■ **Work to do**
Put the lines of the material below into a numbered list. Start with its first line, continue through the line containing "column 358, row 624", skip blank lines, and leave out the pictures.

■ **Task inputs**
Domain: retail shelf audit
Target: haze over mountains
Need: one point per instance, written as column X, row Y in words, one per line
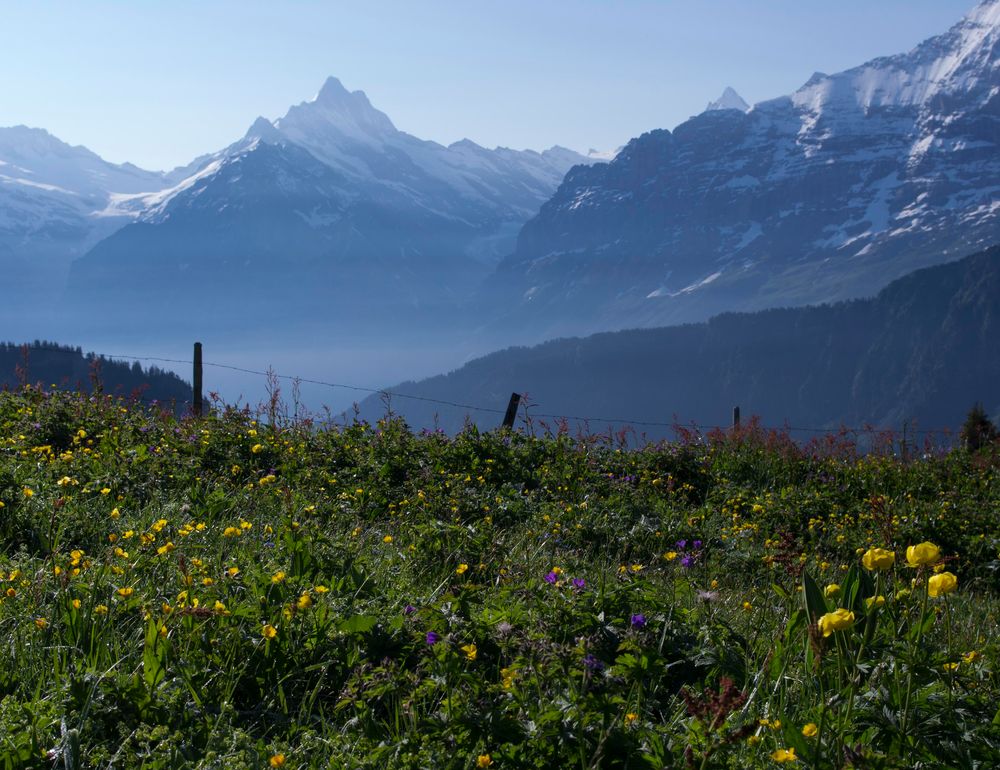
column 829, row 193
column 923, row 351
column 330, row 225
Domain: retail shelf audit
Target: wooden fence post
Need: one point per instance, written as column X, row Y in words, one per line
column 196, row 403
column 508, row 419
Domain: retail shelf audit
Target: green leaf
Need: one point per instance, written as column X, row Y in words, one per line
column 815, row 604
column 358, row 624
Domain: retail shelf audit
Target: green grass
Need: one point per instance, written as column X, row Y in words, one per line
column 223, row 593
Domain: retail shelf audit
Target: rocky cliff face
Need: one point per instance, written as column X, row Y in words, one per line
column 832, row 192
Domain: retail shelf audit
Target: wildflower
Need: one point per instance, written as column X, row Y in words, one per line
column 922, row 554
column 878, row 559
column 941, row 584
column 838, row 620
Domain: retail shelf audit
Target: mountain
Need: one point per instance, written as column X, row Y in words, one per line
column 730, row 100
column 328, row 212
column 54, row 206
column 925, row 349
column 853, row 180
column 51, row 365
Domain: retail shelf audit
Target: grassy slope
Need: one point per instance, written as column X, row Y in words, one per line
column 220, row 593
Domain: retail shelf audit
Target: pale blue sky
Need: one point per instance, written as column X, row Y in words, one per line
column 157, row 82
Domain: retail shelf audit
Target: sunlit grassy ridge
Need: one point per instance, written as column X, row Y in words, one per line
column 225, row 593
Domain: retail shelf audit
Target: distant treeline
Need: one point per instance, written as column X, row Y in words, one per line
column 49, row 364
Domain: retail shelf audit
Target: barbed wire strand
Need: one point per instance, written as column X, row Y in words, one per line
column 471, row 407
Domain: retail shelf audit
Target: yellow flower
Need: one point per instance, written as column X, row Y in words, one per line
column 878, row 559
column 941, row 584
column 838, row 620
column 923, row 554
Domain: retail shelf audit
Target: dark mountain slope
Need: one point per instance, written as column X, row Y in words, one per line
column 925, row 349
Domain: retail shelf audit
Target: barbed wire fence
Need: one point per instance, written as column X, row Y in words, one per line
column 509, row 414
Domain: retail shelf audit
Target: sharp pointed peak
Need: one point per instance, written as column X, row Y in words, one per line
column 730, row 100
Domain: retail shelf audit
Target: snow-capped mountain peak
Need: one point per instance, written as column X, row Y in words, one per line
column 949, row 64
column 335, row 114
column 730, row 100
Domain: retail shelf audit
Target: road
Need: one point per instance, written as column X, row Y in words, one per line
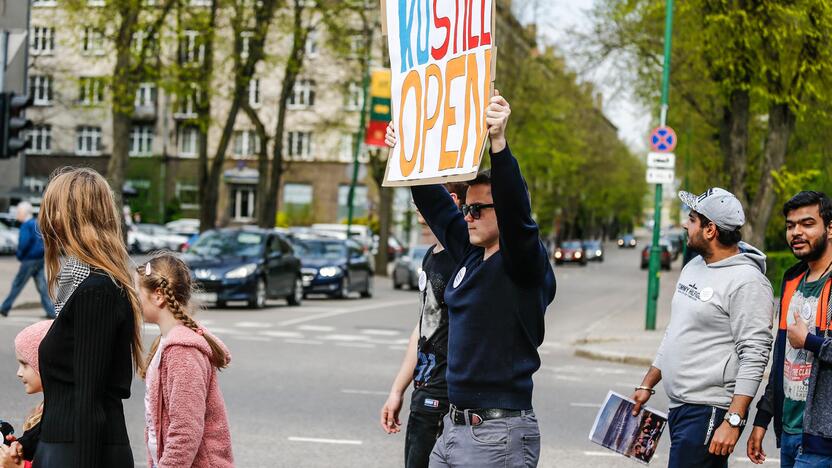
column 306, row 383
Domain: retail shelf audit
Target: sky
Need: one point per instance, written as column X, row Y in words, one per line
column 556, row 20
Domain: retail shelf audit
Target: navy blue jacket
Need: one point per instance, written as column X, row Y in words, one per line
column 495, row 307
column 770, row 406
column 30, row 242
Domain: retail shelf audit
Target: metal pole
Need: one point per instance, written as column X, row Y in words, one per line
column 655, row 251
column 362, row 123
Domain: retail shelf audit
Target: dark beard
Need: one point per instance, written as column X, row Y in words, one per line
column 816, row 251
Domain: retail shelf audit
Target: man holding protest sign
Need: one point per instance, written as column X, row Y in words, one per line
column 502, row 285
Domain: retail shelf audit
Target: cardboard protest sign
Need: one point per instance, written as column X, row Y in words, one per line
column 443, row 57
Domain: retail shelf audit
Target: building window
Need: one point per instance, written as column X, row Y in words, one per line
column 299, row 145
column 89, row 141
column 245, row 43
column 297, row 203
column 41, row 88
column 359, row 204
column 347, row 147
column 242, row 203
column 246, row 143
column 188, row 138
column 355, row 96
column 186, row 104
column 303, row 94
column 43, row 40
column 146, row 96
column 312, row 44
column 254, row 92
column 188, row 196
column 191, row 49
column 92, row 41
column 91, row 91
column 40, row 139
column 141, row 140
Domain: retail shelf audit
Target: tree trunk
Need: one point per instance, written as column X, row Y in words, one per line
column 781, row 122
column 734, row 142
column 293, row 67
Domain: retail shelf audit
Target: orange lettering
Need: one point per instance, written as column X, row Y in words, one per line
column 455, row 69
column 410, row 81
column 433, row 71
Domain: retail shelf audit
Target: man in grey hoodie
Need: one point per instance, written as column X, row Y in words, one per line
column 716, row 347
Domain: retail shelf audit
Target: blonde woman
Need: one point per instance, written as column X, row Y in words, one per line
column 88, row 357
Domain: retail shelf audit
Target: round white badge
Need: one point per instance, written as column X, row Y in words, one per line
column 459, row 277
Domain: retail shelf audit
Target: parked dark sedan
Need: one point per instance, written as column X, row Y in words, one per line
column 570, row 252
column 250, row 265
column 594, row 250
column 334, row 267
column 409, row 267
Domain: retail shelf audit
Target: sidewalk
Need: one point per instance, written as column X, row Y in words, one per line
column 29, row 299
column 626, row 341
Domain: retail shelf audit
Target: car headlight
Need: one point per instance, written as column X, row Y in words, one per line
column 242, row 271
column 329, row 272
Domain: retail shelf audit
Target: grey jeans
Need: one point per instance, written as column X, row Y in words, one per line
column 505, row 443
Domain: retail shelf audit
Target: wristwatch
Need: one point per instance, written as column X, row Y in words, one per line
column 735, row 420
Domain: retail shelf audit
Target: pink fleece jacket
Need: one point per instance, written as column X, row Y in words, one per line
column 187, row 406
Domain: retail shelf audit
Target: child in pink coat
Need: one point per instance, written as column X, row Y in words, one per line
column 187, row 424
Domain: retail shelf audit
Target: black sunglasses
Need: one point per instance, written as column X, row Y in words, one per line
column 475, row 209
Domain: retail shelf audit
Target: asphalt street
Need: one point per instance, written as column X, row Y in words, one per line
column 306, row 383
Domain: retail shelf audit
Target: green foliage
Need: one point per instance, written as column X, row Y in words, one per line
column 776, row 265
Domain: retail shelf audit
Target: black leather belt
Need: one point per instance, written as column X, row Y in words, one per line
column 479, row 415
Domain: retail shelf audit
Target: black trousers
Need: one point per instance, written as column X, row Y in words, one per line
column 62, row 455
column 423, row 428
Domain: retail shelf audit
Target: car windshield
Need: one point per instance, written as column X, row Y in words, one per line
column 229, row 243
column 332, row 250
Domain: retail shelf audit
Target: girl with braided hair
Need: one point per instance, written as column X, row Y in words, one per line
column 187, row 423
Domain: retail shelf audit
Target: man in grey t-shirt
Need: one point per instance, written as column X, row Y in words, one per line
column 716, row 347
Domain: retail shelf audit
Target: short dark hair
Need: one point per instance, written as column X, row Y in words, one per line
column 810, row 198
column 483, row 178
column 459, row 189
column 724, row 236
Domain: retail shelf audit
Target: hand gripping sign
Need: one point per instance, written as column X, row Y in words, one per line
column 443, row 60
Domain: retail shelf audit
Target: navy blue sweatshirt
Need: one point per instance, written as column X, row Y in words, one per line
column 495, row 307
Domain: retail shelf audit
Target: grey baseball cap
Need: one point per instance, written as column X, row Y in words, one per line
column 718, row 205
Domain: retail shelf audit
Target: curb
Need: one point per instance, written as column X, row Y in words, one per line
column 612, row 356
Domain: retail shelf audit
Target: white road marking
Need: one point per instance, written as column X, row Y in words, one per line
column 281, row 334
column 364, row 392
column 321, row 328
column 356, row 345
column 325, row 441
column 381, row 332
column 585, row 405
column 350, row 310
column 296, row 341
column 253, row 324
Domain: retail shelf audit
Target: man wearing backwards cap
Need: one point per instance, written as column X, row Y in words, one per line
column 717, row 344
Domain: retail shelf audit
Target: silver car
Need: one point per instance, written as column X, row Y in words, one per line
column 409, row 267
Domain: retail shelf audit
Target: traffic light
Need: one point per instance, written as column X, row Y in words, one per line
column 13, row 123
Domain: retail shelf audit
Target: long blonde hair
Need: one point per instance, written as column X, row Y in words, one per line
column 171, row 276
column 78, row 217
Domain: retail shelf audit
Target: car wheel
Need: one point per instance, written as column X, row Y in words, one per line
column 259, row 299
column 296, row 297
column 344, row 289
column 368, row 292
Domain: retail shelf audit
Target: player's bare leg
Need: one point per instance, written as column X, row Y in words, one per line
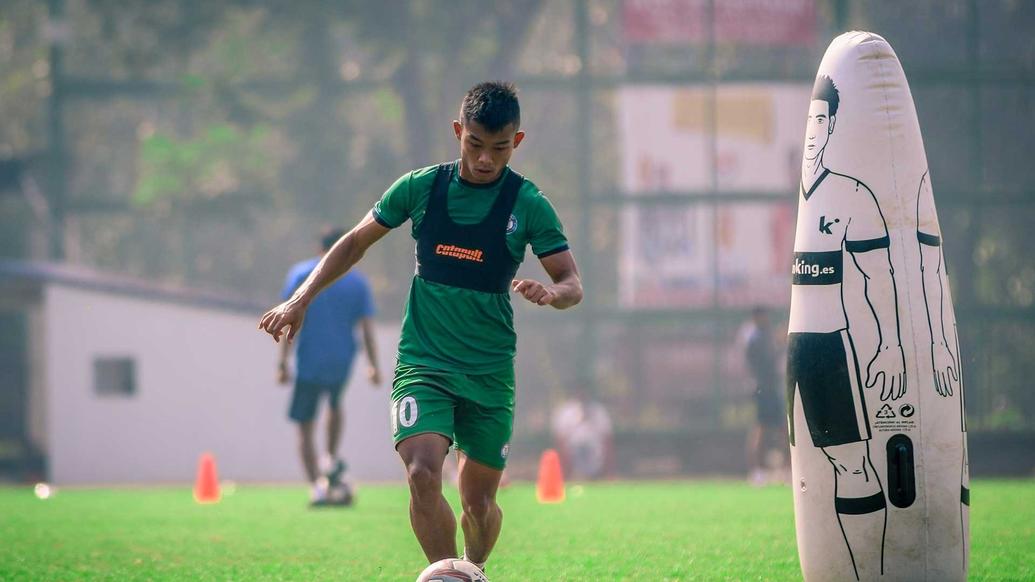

■ **Result of this task**
1. Domain: retail shelf audit
2. Target: haze over mountains
3. Need: one point per instance, written as column X, row Y in words, one per line
4. column 829, row 193
5. column 923, row 351
6. column 330, row 225
7. Domain: retail shelf audit
8. Target: wooden fence post
9. Need: one point per instance, written as column X, row Y in words, one per line
10. column 196, row 403
11. column 508, row 419
12. Domain: retail shelf audit
13. Target: green leaf
14. Need: one point per instance, written as column X, row Y in words, one per line
15. column 815, row 604
16. column 358, row 624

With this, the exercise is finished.